### [Consigne]
D'après l'extrait de texte, quel lien l'union de Satan et de la Mort vus recto-verso en une entité unique illustre-t-elle ?

====== Extrait de texte ======

Ces évolutions vont toutes dans le même sens : symétriser les deux adversaires pour en faire de véritables figure come fratelli. Blake renoue ici avec la tradition d’utiliser la formule dans les scènes de lutte, mais ajoute une intention personnelle :

  • créer entre les deux figures vues de face une solidarité de fait, illustrant leur lien conjugal ;
  • suggérer que Satan et la Mort, vus recto-verso, forment une entité unique, illustrant leur lien de filiation.


William Blake 1807 Milton's Paradise Lost, Satan Spying on Adam and Eve and Raphael's Descent into Paradise
Satan épiant Adam et Eve et Raphaël descendant du Paradis (Livre IV, Livre V)

====== Données fournies ======

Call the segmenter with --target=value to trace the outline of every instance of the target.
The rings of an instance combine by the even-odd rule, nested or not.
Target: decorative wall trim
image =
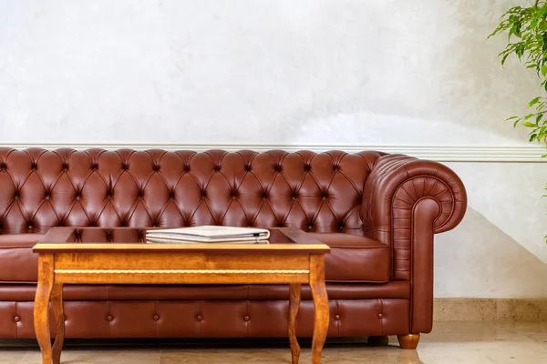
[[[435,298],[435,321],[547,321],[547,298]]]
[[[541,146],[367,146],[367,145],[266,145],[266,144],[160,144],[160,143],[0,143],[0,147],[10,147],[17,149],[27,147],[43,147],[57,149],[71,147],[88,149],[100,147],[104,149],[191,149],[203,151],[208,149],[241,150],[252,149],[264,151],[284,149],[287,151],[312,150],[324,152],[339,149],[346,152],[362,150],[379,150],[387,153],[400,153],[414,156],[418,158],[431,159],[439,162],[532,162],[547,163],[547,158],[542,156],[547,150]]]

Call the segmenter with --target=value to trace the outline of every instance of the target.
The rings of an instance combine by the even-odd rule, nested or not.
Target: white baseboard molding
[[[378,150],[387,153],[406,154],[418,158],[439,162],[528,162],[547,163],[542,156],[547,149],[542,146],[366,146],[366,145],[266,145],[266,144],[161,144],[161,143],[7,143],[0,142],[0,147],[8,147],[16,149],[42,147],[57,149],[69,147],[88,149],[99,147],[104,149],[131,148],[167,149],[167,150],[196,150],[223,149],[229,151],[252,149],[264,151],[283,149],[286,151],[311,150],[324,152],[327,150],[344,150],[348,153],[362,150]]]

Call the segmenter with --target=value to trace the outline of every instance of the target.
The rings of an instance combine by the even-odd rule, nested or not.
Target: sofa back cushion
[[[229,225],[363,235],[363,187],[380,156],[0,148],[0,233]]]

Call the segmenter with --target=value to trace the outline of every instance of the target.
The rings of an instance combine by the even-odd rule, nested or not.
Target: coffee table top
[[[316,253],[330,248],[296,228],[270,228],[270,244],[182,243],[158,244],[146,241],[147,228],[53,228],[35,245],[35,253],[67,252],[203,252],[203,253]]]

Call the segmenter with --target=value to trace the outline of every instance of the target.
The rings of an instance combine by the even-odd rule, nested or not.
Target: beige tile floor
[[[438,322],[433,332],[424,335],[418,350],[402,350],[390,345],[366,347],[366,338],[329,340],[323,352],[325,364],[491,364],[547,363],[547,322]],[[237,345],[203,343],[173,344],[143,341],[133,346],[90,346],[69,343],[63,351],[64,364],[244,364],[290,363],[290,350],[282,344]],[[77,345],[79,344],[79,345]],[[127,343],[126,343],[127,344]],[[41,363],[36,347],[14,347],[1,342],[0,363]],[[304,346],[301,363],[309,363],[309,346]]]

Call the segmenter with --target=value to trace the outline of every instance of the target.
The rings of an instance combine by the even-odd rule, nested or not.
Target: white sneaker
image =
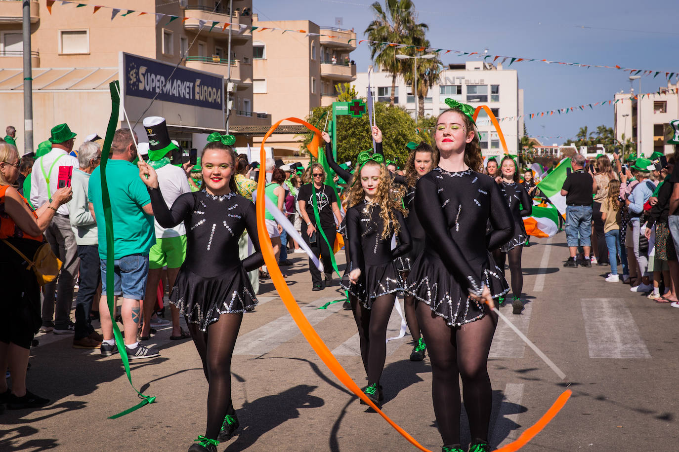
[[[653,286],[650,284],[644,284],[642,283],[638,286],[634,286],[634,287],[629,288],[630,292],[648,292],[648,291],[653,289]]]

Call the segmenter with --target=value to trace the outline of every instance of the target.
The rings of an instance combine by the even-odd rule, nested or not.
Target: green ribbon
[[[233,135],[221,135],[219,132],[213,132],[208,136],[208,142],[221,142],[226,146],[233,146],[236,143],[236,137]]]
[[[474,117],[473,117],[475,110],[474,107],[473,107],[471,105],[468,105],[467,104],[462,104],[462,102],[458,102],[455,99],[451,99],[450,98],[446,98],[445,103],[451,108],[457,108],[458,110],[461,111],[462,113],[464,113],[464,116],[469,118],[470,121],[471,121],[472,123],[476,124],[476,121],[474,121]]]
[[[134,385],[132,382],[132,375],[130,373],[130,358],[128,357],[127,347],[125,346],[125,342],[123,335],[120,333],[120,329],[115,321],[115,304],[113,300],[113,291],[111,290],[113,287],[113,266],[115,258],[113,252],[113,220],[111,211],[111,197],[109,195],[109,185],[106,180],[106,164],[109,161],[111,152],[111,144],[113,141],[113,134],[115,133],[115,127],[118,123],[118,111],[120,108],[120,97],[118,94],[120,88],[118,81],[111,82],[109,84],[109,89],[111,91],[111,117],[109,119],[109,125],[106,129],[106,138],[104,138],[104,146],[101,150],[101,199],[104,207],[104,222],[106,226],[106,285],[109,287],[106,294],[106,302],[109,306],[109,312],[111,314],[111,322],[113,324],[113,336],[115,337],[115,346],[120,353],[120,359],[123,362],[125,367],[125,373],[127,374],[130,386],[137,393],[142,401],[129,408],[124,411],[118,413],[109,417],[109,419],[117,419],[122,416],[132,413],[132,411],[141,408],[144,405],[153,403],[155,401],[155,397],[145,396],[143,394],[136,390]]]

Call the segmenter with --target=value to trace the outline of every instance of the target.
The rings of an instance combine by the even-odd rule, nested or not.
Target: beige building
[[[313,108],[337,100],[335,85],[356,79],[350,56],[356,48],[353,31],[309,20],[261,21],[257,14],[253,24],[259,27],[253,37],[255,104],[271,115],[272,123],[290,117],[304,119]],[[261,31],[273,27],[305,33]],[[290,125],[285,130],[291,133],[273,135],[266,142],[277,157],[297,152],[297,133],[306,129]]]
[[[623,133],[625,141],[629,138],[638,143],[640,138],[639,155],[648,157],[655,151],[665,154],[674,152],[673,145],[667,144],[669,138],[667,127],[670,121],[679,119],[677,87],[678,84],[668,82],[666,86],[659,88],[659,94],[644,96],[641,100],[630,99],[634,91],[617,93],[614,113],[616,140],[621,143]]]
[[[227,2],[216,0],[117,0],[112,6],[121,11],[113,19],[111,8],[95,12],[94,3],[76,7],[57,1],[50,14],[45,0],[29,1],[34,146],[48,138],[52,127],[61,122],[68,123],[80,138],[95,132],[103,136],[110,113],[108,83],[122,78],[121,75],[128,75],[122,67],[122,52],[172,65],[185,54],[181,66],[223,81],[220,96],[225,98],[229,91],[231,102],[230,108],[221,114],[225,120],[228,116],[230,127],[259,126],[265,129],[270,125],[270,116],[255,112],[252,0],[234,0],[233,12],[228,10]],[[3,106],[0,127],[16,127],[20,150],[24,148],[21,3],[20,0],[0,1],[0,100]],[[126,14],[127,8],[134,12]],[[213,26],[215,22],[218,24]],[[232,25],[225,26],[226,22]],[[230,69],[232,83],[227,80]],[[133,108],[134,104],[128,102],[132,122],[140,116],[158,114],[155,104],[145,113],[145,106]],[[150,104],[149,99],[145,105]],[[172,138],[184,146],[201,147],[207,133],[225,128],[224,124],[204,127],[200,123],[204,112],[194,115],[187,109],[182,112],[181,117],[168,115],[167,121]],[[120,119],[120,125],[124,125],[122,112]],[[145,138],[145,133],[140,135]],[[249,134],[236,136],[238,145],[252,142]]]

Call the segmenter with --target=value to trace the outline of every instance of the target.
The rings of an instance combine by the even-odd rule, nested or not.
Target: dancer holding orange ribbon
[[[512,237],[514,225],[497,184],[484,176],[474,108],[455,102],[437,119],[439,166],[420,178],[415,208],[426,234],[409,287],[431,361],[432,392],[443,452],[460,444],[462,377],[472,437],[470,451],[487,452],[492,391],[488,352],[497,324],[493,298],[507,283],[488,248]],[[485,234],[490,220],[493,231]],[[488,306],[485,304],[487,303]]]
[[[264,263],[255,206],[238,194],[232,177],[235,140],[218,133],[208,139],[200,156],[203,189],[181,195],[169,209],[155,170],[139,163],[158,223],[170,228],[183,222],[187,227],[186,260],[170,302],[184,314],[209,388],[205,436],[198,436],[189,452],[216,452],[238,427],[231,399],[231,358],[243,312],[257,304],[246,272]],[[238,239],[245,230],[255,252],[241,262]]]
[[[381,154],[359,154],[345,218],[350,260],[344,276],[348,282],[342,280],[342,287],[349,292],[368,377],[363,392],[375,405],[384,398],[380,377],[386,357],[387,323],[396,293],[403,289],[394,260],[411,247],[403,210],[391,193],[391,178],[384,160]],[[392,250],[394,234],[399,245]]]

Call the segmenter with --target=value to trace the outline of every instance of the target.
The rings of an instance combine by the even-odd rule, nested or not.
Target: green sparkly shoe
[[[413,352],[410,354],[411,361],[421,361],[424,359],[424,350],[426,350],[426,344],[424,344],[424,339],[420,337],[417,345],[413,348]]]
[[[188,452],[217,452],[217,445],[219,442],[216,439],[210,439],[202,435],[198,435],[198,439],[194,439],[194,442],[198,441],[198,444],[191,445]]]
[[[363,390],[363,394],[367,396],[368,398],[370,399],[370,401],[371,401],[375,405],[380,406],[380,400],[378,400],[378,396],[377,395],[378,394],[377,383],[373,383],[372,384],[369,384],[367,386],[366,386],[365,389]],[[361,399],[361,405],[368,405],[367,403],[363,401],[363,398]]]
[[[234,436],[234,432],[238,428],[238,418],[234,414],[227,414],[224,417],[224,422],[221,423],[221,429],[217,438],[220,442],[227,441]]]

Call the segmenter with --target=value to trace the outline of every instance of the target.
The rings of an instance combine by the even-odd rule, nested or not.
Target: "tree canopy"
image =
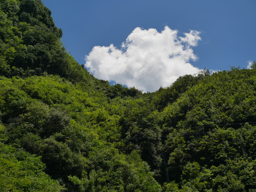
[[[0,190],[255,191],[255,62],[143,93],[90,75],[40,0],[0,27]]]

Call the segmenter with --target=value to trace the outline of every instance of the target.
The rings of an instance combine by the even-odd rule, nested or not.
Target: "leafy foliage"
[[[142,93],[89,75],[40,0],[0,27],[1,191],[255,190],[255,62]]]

======
====== Données fournies ======

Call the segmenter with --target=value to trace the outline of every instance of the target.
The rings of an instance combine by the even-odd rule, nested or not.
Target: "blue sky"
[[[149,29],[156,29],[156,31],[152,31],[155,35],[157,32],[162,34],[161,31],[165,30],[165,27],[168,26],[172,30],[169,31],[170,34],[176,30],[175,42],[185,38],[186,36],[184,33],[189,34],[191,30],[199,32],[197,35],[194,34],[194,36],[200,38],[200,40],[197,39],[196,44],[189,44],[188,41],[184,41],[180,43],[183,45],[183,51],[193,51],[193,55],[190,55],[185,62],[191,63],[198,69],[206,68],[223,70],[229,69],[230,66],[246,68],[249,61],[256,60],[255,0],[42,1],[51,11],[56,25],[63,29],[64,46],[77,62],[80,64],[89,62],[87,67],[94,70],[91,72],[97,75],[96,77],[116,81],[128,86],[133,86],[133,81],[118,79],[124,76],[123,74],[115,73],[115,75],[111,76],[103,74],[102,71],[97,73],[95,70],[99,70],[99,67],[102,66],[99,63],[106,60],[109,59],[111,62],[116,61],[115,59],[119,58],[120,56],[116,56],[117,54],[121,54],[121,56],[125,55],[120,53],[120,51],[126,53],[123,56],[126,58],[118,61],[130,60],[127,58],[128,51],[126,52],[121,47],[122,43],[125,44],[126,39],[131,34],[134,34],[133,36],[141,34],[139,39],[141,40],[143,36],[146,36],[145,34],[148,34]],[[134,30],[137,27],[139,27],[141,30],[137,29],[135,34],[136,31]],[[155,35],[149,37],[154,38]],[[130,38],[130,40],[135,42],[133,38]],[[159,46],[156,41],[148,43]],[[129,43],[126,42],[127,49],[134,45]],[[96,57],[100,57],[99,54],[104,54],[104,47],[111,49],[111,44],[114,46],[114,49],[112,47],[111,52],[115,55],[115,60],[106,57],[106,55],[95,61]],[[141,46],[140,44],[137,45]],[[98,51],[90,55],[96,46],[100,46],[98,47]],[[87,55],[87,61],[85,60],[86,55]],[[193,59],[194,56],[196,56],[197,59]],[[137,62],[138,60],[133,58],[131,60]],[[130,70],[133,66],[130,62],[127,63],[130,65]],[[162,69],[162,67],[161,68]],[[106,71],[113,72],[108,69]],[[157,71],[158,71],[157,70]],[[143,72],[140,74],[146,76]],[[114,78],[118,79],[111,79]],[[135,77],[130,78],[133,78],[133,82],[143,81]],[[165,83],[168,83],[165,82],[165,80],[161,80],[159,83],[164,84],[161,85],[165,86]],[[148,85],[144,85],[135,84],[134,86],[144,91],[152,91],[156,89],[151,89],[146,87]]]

======
====== Données fournies ======

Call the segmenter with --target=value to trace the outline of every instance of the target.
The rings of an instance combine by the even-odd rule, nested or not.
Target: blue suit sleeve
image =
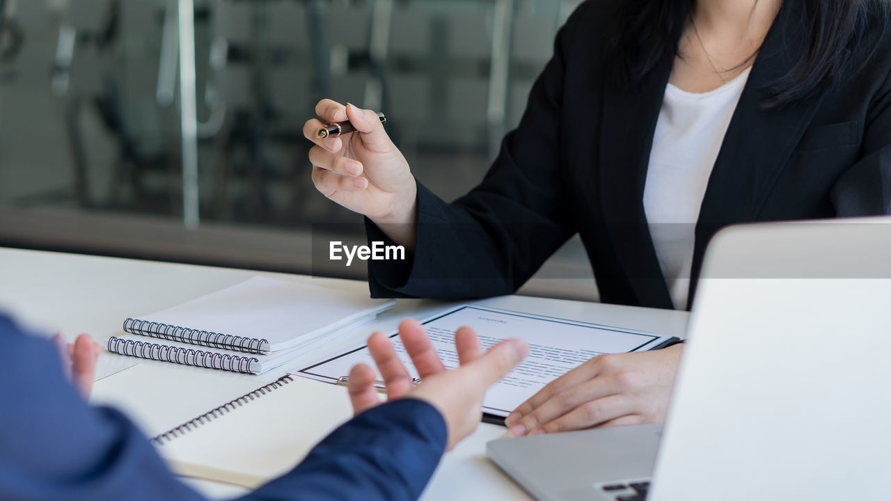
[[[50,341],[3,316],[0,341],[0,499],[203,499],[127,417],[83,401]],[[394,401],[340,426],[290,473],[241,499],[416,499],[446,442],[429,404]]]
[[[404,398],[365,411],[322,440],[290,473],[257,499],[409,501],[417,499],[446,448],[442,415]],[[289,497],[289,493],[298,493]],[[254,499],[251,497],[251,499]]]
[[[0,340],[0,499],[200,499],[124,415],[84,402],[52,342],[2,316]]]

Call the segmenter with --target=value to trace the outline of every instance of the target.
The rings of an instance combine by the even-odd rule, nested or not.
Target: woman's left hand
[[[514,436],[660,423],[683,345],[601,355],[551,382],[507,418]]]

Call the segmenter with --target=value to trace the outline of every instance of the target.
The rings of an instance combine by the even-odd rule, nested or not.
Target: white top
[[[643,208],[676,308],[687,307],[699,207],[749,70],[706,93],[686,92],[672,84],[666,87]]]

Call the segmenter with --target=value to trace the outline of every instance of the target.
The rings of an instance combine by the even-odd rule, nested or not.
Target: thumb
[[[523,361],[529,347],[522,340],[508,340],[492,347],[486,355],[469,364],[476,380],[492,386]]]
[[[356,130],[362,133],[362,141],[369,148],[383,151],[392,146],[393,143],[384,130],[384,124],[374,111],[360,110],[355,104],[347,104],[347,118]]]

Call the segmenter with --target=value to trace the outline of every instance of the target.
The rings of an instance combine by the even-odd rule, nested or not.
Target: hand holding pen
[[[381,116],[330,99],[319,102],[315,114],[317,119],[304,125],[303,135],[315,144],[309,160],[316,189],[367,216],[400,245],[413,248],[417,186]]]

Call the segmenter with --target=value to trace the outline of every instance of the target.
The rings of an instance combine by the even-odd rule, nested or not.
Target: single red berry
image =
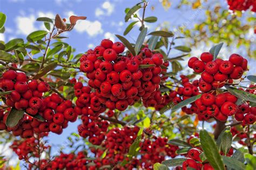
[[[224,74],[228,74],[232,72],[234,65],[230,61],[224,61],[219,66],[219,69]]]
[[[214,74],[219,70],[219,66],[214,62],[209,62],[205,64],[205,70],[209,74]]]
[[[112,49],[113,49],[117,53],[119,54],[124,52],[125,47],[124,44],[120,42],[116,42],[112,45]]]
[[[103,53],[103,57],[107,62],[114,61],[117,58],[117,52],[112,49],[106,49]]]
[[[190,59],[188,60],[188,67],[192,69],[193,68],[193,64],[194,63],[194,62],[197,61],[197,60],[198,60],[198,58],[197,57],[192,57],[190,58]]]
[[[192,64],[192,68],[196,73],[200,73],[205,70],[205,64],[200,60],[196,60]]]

======

### [Corrigé]
Leur lien de filiation.